BEGIN
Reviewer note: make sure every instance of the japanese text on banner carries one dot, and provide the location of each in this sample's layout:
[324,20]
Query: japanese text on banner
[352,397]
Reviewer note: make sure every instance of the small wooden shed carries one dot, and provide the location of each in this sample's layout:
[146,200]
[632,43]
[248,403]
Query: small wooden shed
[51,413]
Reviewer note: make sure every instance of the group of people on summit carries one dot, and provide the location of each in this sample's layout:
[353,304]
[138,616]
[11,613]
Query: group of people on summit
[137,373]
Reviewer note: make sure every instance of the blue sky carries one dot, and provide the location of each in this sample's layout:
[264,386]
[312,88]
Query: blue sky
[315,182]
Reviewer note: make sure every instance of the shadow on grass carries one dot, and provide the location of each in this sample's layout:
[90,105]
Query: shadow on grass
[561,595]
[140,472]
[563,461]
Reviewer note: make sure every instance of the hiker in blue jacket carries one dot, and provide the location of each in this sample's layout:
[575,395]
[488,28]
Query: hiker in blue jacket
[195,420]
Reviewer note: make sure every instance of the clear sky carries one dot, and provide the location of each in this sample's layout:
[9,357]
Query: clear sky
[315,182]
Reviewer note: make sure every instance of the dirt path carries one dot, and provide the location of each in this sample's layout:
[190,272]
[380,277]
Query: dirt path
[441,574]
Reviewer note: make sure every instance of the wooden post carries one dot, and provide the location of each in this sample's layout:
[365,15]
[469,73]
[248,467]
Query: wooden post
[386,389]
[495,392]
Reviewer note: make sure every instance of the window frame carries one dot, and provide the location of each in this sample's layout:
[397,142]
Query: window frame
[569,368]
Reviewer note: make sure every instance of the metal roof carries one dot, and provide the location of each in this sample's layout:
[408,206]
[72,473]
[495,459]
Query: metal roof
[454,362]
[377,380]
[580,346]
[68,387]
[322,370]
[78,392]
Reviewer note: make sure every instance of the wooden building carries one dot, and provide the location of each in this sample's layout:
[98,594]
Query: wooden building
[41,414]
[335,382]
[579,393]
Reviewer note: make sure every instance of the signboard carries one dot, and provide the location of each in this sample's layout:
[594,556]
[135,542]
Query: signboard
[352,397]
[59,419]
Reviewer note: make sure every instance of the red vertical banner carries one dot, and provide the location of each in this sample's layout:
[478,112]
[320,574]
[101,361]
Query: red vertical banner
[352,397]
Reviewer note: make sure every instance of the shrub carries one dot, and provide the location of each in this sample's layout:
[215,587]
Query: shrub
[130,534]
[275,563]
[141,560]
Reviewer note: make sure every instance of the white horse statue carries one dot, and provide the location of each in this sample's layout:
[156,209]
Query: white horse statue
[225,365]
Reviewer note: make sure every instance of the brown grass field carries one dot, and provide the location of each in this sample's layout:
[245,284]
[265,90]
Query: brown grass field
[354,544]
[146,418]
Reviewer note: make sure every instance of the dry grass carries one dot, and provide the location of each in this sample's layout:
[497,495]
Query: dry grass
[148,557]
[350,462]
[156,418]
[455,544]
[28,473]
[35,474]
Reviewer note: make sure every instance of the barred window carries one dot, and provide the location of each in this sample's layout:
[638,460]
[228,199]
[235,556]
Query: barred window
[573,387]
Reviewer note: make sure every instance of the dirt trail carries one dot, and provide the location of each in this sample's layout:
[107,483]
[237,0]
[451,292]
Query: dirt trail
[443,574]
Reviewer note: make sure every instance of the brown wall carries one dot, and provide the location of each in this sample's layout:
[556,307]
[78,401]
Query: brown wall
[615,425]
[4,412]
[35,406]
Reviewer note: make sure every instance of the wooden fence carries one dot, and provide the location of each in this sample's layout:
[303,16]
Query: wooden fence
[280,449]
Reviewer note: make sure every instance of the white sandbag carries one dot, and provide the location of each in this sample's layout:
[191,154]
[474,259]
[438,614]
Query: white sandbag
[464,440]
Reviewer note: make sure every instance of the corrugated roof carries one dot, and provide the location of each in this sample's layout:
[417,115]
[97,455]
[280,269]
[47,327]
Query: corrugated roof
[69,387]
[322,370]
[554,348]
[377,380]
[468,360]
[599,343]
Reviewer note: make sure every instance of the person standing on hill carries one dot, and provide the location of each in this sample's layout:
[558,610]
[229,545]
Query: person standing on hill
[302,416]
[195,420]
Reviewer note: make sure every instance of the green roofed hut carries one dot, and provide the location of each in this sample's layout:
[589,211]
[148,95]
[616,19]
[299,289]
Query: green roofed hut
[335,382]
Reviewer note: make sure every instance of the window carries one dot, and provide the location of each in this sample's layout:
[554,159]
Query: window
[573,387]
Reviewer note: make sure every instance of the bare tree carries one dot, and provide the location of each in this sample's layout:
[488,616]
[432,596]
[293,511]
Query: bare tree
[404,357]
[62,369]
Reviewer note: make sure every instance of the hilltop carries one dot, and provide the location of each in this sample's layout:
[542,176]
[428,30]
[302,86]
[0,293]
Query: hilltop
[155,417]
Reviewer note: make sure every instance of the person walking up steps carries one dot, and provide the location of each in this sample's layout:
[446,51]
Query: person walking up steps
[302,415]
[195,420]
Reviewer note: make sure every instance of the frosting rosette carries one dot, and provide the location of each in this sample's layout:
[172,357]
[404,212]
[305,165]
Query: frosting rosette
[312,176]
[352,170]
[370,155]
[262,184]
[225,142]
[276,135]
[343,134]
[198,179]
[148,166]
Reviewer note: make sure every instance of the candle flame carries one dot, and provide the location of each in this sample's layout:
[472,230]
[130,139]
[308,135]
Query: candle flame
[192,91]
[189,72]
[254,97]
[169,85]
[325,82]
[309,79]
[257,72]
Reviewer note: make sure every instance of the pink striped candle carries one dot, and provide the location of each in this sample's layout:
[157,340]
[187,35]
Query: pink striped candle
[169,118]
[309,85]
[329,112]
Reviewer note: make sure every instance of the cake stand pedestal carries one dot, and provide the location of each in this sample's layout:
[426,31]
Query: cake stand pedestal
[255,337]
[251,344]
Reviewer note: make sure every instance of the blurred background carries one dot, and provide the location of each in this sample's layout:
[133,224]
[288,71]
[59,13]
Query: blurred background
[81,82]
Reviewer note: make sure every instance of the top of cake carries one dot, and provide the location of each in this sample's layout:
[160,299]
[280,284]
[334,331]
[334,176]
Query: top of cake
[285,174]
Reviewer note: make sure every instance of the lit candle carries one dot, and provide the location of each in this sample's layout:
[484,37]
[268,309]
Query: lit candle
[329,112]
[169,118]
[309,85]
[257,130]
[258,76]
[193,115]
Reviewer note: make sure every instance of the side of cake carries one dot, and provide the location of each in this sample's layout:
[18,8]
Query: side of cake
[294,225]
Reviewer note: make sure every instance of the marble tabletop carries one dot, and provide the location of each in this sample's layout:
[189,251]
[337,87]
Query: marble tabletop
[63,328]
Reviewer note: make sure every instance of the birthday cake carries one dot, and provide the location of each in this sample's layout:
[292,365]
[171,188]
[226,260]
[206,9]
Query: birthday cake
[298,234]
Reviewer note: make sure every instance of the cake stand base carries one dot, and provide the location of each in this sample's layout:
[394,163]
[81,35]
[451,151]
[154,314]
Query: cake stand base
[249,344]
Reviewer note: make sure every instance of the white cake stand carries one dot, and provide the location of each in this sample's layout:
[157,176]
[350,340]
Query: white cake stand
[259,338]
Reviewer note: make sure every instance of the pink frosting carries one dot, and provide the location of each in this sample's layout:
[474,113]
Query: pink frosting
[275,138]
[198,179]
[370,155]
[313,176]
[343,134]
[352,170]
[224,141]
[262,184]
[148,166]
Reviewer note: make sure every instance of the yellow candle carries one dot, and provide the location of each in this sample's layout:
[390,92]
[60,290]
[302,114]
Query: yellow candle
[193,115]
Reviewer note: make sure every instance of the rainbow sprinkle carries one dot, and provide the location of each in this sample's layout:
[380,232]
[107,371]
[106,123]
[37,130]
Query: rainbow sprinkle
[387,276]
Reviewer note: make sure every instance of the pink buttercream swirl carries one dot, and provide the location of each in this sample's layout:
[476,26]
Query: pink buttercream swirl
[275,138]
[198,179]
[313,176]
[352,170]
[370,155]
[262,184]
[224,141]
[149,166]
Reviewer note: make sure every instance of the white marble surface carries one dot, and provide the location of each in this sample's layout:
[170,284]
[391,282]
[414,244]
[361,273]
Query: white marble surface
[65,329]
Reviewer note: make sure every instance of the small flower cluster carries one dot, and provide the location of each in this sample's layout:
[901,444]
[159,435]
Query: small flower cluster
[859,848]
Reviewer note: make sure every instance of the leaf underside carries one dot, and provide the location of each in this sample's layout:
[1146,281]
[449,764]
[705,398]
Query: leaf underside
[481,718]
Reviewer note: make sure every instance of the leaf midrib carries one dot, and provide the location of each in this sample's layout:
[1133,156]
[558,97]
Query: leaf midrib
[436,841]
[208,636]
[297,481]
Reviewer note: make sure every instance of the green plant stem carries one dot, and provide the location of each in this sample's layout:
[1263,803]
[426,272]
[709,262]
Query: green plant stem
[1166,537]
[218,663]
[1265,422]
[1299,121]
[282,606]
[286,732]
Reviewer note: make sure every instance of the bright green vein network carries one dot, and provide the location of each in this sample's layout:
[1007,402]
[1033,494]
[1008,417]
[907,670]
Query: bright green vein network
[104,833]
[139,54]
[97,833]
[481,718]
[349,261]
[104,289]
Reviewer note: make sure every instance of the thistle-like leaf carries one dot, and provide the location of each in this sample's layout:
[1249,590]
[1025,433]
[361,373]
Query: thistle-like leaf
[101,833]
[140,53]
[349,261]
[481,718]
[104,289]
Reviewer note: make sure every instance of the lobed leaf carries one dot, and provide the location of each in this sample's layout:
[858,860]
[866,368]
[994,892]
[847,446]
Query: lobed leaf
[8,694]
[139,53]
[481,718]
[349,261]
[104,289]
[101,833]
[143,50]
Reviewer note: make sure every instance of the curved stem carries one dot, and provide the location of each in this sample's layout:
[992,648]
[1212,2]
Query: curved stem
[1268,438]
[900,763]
END
PROBLEM REQUIREMENTS: Scan the lines above for "Query: dry grass" and for "Reviewer note: make sure every instance of the corrugated". Repeat exactly the line holding each of them and every line in between.

RESPONSE:
Query: dry grass
[148,557]
[350,462]
[156,418]
[455,544]
[28,473]
[35,474]
Reviewer note: make sure every instance of the barred window carries one dot, and provide the location of each in this sample's layout:
[638,460]
[228,199]
[235,556]
Query: barred window
[573,387]
Reviewer note: make sure every instance of the dirt trail carries one dot, and provide the location of each in this sample's layout:
[107,483]
[237,0]
[451,292]
Query: dirt trail
[443,574]
Reviewer note: make sure every instance of the brown wall carries one dot, and provide the location of each in this sample's layout:
[556,307]
[78,401]
Query: brown wall
[615,425]
[4,412]
[35,406]
Reviewer note: make sure every instance of the wooden fence carries one dot, and provide the location of each in this sample's layout:
[303,16]
Query: wooden fence
[280,449]
Reviewer note: make sure every instance of the white sandbag carries one dot, and provide the location of each in this sample's layout:
[191,154]
[474,259]
[438,614]
Query: white sandbag
[464,440]
Reviewer note: make sure every instance of the corrugated roof carries one dot, and provide the location of each in this sample's layout:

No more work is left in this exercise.